- _Work item_: Could you copy the records below exactly, leaving out any pictures they include?

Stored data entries
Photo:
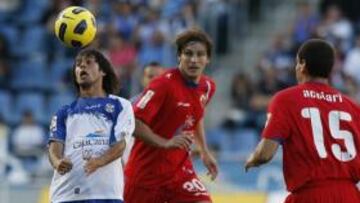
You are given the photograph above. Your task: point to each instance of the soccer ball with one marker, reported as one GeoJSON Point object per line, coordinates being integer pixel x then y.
{"type": "Point", "coordinates": [75, 26]}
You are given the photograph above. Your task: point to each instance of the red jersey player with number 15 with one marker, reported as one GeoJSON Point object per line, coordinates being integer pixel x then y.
{"type": "Point", "coordinates": [169, 115]}
{"type": "Point", "coordinates": [319, 130]}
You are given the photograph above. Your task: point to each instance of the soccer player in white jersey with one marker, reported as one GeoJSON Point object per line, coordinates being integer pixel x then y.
{"type": "Point", "coordinates": [151, 71]}
{"type": "Point", "coordinates": [87, 137]}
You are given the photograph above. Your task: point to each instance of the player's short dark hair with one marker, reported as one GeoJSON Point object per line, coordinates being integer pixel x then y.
{"type": "Point", "coordinates": [110, 81]}
{"type": "Point", "coordinates": [319, 57]}
{"type": "Point", "coordinates": [193, 35]}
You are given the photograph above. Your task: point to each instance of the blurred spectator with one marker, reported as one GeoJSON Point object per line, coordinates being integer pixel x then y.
{"type": "Point", "coordinates": [123, 57]}
{"type": "Point", "coordinates": [352, 62]}
{"type": "Point", "coordinates": [334, 26]}
{"type": "Point", "coordinates": [305, 24]}
{"type": "Point", "coordinates": [28, 139]}
{"type": "Point", "coordinates": [239, 115]}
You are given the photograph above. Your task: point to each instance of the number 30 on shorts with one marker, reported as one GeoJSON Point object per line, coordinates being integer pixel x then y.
{"type": "Point", "coordinates": [194, 186]}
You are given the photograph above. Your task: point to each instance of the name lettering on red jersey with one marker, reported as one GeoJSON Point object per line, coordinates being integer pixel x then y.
{"type": "Point", "coordinates": [322, 96]}
{"type": "Point", "coordinates": [145, 99]}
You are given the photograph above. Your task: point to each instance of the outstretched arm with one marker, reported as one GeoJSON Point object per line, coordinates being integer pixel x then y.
{"type": "Point", "coordinates": [208, 159]}
{"type": "Point", "coordinates": [59, 163]}
{"type": "Point", "coordinates": [144, 132]}
{"type": "Point", "coordinates": [113, 153]}
{"type": "Point", "coordinates": [263, 153]}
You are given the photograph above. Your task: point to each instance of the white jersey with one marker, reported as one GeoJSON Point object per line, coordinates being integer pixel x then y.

- _Task output_:
Photo:
You are given the photograph above. Your task: point to each instance of the soccer ball with one marker, reported as one GeoJSON Point object per line, coordinates being integer pixel x then y.
{"type": "Point", "coordinates": [75, 26]}
You are given the photograph above. Your task: point to each instance of the red jersey player with number 15 with one marker, reported as one GeoJSON Point object per line, coordinates being integer pixel x then y.
{"type": "Point", "coordinates": [169, 115]}
{"type": "Point", "coordinates": [319, 130]}
You are given the photograph above. Your task: point to each instance of the soccer player in white jersey with one marker, reported as one GeoJSON Point object per line, coordinates being integer pixel x then y.
{"type": "Point", "coordinates": [151, 71]}
{"type": "Point", "coordinates": [87, 137]}
You are given the photograph above. Your task: point to each instance of the player's short dark hair with one marker, reported as one GeoJSON Point object per line, coordinates being integer pixel x then y.
{"type": "Point", "coordinates": [110, 81]}
{"type": "Point", "coordinates": [319, 57]}
{"type": "Point", "coordinates": [193, 35]}
You are given the photograph above. Your task: point to each instance of the blurred spectator with one marker, reported as one GeoJSON Point object per line, coordinates being integer pixel x then y.
{"type": "Point", "coordinates": [123, 57]}
{"type": "Point", "coordinates": [352, 62]}
{"type": "Point", "coordinates": [334, 26]}
{"type": "Point", "coordinates": [305, 24]}
{"type": "Point", "coordinates": [28, 139]}
{"type": "Point", "coordinates": [239, 115]}
You are given the photograph above. Your task: point to each instance of the number 30 on shorts with one marker, reported as one GeoJSON Point object per line, coordinates being integer pixel x then y.
{"type": "Point", "coordinates": [194, 186]}
You are given the photograph above. Your task: point to each instance of the name lettering on red jersey with one marker, reported as one GeoJSON Point object per line, coordinates being integer pixel x then y.
{"type": "Point", "coordinates": [322, 96]}
{"type": "Point", "coordinates": [145, 99]}
You are given the photograph above. Your task: point to each instance of the outstretched arm with one marker, reported as one GeoJSON Point object per line, coordinates being integer pixel x then y.
{"type": "Point", "coordinates": [208, 159]}
{"type": "Point", "coordinates": [59, 163]}
{"type": "Point", "coordinates": [144, 132]}
{"type": "Point", "coordinates": [113, 153]}
{"type": "Point", "coordinates": [263, 153]}
You are given the photograph above. Your task: point to each instance of the white jersey with one marker, reported as one GeoJSON Point object per line, coordinates being integer pixel x then y.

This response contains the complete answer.